STATED EXERCISE: Can you write out all of the material below word for word, leaving out the pictures?
......
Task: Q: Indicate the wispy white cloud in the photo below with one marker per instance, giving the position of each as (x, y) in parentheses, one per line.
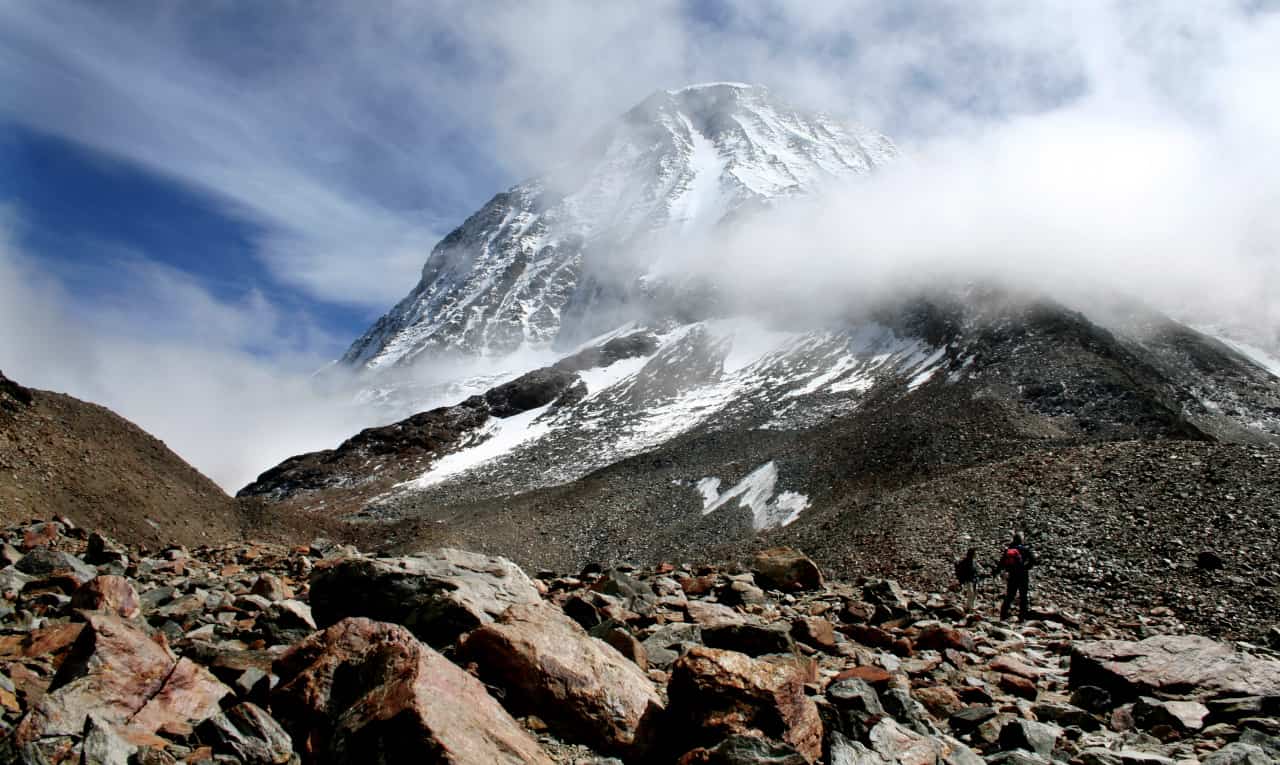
(1059, 134)
(225, 384)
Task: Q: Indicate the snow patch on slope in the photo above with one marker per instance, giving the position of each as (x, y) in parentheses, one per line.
(497, 438)
(757, 493)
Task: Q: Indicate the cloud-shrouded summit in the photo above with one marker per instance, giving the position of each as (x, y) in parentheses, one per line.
(556, 250)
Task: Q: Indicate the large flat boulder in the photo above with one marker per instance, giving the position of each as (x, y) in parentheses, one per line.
(714, 694)
(365, 691)
(1173, 664)
(438, 595)
(784, 568)
(118, 673)
(584, 688)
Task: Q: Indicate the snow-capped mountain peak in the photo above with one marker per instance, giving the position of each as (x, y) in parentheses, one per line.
(547, 260)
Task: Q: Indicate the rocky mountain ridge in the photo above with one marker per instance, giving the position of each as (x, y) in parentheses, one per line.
(63, 456)
(972, 415)
(561, 257)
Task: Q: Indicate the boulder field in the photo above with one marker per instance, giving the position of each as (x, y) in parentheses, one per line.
(269, 654)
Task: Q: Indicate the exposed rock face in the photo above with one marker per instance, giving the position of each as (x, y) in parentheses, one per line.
(1173, 664)
(551, 667)
(251, 734)
(60, 456)
(364, 691)
(398, 449)
(108, 592)
(119, 673)
(438, 595)
(716, 694)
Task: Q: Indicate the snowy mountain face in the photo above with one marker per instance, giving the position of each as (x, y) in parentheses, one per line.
(561, 259)
(620, 415)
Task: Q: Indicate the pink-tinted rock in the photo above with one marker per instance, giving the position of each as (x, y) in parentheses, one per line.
(108, 592)
(938, 637)
(784, 568)
(368, 691)
(117, 672)
(814, 631)
(548, 665)
(1183, 664)
(716, 694)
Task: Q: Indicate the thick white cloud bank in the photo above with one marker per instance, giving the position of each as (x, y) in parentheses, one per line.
(1063, 142)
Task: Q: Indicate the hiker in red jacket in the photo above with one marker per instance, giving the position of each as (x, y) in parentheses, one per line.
(1015, 563)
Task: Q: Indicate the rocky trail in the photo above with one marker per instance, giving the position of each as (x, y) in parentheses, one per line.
(272, 654)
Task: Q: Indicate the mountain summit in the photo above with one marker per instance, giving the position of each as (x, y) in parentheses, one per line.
(540, 261)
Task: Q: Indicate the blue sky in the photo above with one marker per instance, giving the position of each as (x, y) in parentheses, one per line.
(220, 196)
(183, 134)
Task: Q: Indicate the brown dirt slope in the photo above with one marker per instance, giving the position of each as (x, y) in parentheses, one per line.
(60, 456)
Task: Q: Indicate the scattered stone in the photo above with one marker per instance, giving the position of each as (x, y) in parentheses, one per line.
(786, 569)
(46, 563)
(365, 691)
(118, 672)
(1183, 717)
(1065, 715)
(749, 637)
(745, 750)
(714, 694)
(101, 745)
(438, 595)
(108, 592)
(548, 665)
(1174, 663)
(1031, 736)
(270, 587)
(251, 734)
(1019, 686)
(814, 631)
(1208, 560)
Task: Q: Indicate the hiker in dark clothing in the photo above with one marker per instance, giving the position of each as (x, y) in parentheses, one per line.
(1015, 563)
(967, 573)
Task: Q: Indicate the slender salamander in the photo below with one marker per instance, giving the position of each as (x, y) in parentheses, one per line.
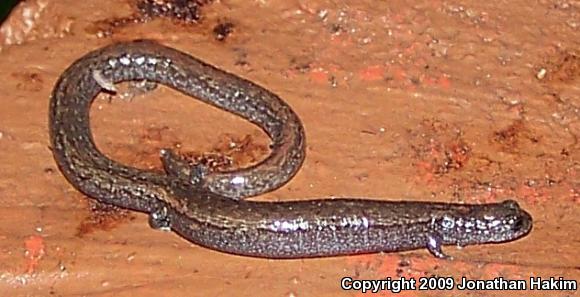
......
WRITTEN SOLUTION:
Task: Q: Indicate the wispy white cloud in the photo below with one marker per instance, giving the position of each as (x, y) in parentheses, one per line.
(1059, 134)
(225, 384)
Task: Q: Indicate the snow patch on slope in the photo above with one marker per instance, giving the position of each as (x, y) in parentheses, one per line.
(497, 438)
(757, 493)
Task: Q: Indicate the cloud-shrouded summit in the photo above with one marker per instance, giving the position of each as (x, y) in parentheses, one per line.
(556, 250)
Task: Q: Indicate the large flat boulder in the photo above with one marker per instance, giving the position of each as (x, y) in parentheses, one per line.
(714, 694)
(365, 691)
(1173, 664)
(438, 595)
(784, 568)
(118, 673)
(584, 688)
Task: Q: Indicate the snow-capped mountain peak in the photo above with one marker per instance, giving the position of each as (x, y) in parentheses, one per line.
(547, 260)
Task: Q: Indicate the rocky mountain ridge in the photo above with one marker per instance, giving the position of each as (x, y) in parentheses, one per line.
(63, 456)
(972, 415)
(561, 257)
Task: Q: Indicate the boulder field in the photo above with one marker per instance, giving the position of each as (x, y) in parentheses, one per line.
(269, 654)
Task: Q: Indicate the exposed rock face in the photo above with one marker per instance, giving the position of each as (x, y) in parentheses, one per line.
(1173, 664)
(551, 667)
(251, 734)
(60, 456)
(364, 691)
(398, 449)
(108, 592)
(119, 673)
(438, 595)
(716, 694)
Task: Q: Indicate the snowy mountain face in the photo above with one marker per instance, giving the position of each as (x, y) in parentheses, one per line.
(561, 259)
(620, 415)
Task: Q: Indicate the pink-tinted rock in the photo above with one marker per instance, giving the position of each as (x, y) in parentheses, one per line.
(108, 592)
(938, 637)
(784, 568)
(368, 691)
(117, 672)
(814, 631)
(548, 665)
(1183, 664)
(716, 694)
Task: Q: Indicate the thick white cloud bank in the photo above with one marker per instance, giving the position of each as (x, y) in parentheses, one per line.
(1063, 142)
Task: Q: Indicate the hiker in red jacket in the photo above with one marker per instance, giving the position of each as (x, y) in parentheses, one per line.
(1015, 563)
Task: Q: Indicate the rocky trail in the photo above with one marker per instance, giving the position of each as (x, y) in parentheses, one per line.
(272, 654)
Task: Q: Indicate the mountain summit in the photo above with one marker per instance, giving the position of each as (x, y) in parentheses, one per line.
(540, 261)
Task: Q: Indicate the blue sky in the photo above with one marker per instance, giving the position of each as (x, y) in parentheses, one per line.
(220, 196)
(183, 134)
Task: Q: Indicate the brown dirt slope in the photo above with one marker per instance, giving the position of each as (x, y) in parentheses, one per line.
(60, 456)
Task: Q: Indicate the scattered stone in the photo above with one marker per instance, giving the position of each as (x, y) in parentheses, one per line.
(786, 569)
(46, 563)
(365, 691)
(118, 672)
(1183, 717)
(1065, 715)
(749, 637)
(745, 750)
(714, 694)
(101, 745)
(438, 595)
(108, 592)
(548, 665)
(1174, 663)
(1031, 736)
(270, 587)
(251, 734)
(1019, 686)
(814, 631)
(1208, 560)
Task: Q: Indicate the hiker in dark clothing in the photo above with one marker per instance, giving the position of each as (x, y) in parentheses, one per line.
(1015, 563)
(967, 573)
Task: Q: Indicate the slender salamander in the photo below with one marker per instance, giving the position of each as (x, y) in parentheses, one per line.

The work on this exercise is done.